[Assignment] Please return each line of the listing below exactly as written.

[Source data]
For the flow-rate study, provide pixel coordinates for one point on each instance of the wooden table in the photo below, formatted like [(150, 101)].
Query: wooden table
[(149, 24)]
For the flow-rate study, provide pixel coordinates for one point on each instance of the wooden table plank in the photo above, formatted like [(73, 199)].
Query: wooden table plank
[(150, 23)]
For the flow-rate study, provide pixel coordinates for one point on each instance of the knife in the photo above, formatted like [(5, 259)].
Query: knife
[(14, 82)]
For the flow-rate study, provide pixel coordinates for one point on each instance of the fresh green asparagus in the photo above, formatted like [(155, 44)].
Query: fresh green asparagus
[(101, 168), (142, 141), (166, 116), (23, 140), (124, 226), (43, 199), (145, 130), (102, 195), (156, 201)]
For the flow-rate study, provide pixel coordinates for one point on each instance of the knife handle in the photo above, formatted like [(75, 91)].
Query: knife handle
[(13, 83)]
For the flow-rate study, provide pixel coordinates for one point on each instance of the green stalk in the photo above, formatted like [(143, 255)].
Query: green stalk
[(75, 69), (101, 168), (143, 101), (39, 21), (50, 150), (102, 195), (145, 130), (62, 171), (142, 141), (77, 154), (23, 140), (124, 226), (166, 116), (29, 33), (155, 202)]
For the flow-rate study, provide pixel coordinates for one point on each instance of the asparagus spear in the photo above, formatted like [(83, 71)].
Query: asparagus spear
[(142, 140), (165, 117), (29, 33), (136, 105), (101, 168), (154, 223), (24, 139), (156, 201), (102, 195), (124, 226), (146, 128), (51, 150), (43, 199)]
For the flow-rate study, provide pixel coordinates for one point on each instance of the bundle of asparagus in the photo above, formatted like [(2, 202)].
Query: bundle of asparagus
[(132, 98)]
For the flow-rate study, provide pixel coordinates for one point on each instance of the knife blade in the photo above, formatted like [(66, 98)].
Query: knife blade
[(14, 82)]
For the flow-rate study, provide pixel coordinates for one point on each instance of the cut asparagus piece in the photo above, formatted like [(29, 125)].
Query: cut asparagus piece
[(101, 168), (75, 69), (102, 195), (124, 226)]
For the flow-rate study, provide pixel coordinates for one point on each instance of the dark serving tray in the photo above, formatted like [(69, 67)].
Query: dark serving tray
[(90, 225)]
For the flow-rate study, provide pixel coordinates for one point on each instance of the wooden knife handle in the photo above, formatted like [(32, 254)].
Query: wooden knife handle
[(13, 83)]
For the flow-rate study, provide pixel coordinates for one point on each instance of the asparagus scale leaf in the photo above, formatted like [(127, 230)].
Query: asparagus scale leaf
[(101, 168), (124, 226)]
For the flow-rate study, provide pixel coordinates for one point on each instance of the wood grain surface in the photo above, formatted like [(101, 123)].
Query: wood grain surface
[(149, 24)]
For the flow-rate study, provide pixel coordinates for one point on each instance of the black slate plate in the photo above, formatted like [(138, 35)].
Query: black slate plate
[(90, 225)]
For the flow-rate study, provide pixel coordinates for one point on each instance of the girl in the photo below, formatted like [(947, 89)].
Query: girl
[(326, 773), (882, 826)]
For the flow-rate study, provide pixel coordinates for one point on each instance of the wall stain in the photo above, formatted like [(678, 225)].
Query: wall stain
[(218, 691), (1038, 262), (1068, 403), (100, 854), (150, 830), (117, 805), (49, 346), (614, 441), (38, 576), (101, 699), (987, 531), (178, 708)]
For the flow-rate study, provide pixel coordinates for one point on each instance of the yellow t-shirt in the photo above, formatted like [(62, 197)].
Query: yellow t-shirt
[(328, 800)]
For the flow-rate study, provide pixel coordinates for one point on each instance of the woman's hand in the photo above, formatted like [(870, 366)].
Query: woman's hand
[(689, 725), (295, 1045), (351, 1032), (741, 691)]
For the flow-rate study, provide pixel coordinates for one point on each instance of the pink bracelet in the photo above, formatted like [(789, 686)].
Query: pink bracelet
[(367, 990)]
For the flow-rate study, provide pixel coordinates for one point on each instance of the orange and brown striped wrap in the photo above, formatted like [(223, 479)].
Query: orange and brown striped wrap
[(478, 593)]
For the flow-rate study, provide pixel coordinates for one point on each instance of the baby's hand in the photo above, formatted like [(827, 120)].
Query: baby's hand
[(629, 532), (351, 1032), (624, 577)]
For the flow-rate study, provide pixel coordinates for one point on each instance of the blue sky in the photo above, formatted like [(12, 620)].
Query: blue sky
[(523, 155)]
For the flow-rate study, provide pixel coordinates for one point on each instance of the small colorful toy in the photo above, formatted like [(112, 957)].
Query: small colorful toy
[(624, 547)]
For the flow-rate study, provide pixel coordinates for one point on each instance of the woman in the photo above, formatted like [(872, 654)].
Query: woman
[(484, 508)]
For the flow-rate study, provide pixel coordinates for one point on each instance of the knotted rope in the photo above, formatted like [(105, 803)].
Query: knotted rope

[Solved exercise]
For the flow-rate study, provide pixel coordinates for one point on each instance of the wooden table in the photo below, formatted like [(150, 101)].
Query: wooden table
[(149, 24)]
For the flow-rate study, provide pixel coordinates for one point on each instance of the wooden table plank in the photo above, formatted like [(73, 199)].
Query: wooden table plank
[(150, 23)]
For the flow-rate study, provide pixel coordinates for one point on each instance of the knife in the photo above, formatted like [(5, 259)].
Query: knife
[(14, 82)]
For the flow-rate study, provide pixel coordinates for one point on each instance of the fresh green asparagus in the photo above, formatted like [(155, 44)].
Query: fresh green asparagus
[(101, 168), (142, 141), (166, 116), (23, 140), (124, 226), (43, 199), (145, 130), (102, 195), (156, 201)]
For the flow-rate study, provide pixel coordinates for one point on each instance of the knife handle in the photo above, formatted like [(75, 91)].
Query: knife handle
[(13, 83)]
For the flow-rate study, provide pixel coordinates for one point on each instance of the green stalk in the photo above, formatted like [(143, 255)].
Query: green stalk
[(75, 69), (101, 168), (143, 101), (39, 21), (50, 150), (102, 195), (145, 130), (62, 171), (142, 141), (77, 154), (23, 140), (124, 226), (166, 116), (29, 33), (155, 202)]
For the flow-rate study, provide pixel coordinates for one point on each instance of the asparagus spear in the photo above, formatted like [(83, 71)].
Query: asparagus spear
[(142, 140), (165, 117), (29, 33), (136, 105), (101, 168), (154, 223), (24, 139), (156, 201), (102, 195), (124, 226), (146, 128), (51, 150), (43, 199)]
For the flow-rate study, provide pixel coordinates for one point on each instance of the bundle of asparagus in the photo above, formatted like [(2, 202)].
Query: bundle of asparagus
[(132, 98)]
For the flow-rate study, provide pixel coordinates for one point on each instance of the knife blade in the photo above, formatted like [(66, 98)].
Query: knife blade
[(14, 82)]
For the flow-rate study, provide pixel coordinates for one point on each instance of the cut asparagus piece in the photo above, formatted like [(29, 125)].
Query: cut asparagus piece
[(101, 168), (75, 69), (102, 195), (124, 226)]
For the flow-rate study, provide pixel coordinates for one point on each instance of the dark serving tray in the photo above, formatted like [(69, 67)].
Query: dark serving tray
[(90, 225)]
For the flow-rate study, provide pixel coordinates for one point on each instance of the wooden knife handle in the photo above, formatted like [(32, 254)].
Query: wooden knife handle
[(13, 83)]
For the flow-rate study, provide pixel coordinates for one point on each instance of the asparagus scale leaf in the photo above, formatted like [(127, 230)].
Query: asparagus scale leaf
[(101, 168), (124, 226)]
For the flow-rate study, provide pixel coordinates for one point on each instance of the wood grain surface in the photo above, formatted like [(101, 123)].
Query: wood grain surface
[(149, 24)]
For the flow-rate study, provide pixel coordinates for one point on each instance of the black slate plate in the photo above, formatted like [(138, 35)].
Query: black slate plate
[(90, 225)]
For the flow-rate study, provide pixel coordinates for one point on each instance of the girl in the photo below, formatted like [(947, 89)].
Query: girl
[(326, 773), (882, 826)]
For the flow-rate study, provide pixel coordinates for one point on each instance of the wall stain in the photo above, formatted like [(678, 225)].
Query: wall stain
[(218, 691), (1038, 262), (1068, 403), (100, 854), (150, 830), (117, 805), (49, 346), (614, 441), (38, 576), (101, 699), (987, 531), (178, 708)]
For the flow-rate study, provide pixel coordinates for one point on each instance of the yellow t-shirt in the photo above, formatted like [(62, 197)].
Query: yellow t-shirt
[(328, 800)]
For the flow-rate study, provide pixel coordinates for one point on each instance of the woman's hand in the photo above, formatted like [(870, 366)].
Query: woman's hand
[(689, 725), (295, 1045), (351, 1032), (741, 691)]
For the flow-rate study, provide pixel coordinates for one point on each instance of the pink bracelet in the photo above, formatted like [(789, 686)].
Query: pink bracelet
[(367, 990)]
For the flow-rate study, provide pixel coordinates for one point on each instance of the orange and brown striped wrap in the photo above, formatted like [(223, 479)].
Query: orange and brown striped wrap
[(478, 593)]
For the flow-rate study, provide pixel coordinates for one point on each instance of the baby's hand in the photo above, formatted like [(827, 120)].
Query: baby's hand
[(629, 532), (351, 1032), (624, 577)]
For the flow-rate study, provide pixel coordinates for one point on each instance of the blue sky in the photo above, formatted like [(12, 620)].
Query: blue sky
[(523, 155)]
For the flow-rate study, provide pixel coordinates for one point on each instance of the small colorful toy in the photo above, formatted like [(112, 957)].
Query: small colorful toy
[(624, 547)]
For the flow-rate study, provide pixel coordinates for one point on each instance of the woman in the photo above, formatted like [(872, 654)].
Query: woman
[(484, 508)]
For the flow-rate study, provide pixel coordinates for one point on each instance of the knotted rope in the photo above, formatted like [(105, 803)].
Query: knotted rope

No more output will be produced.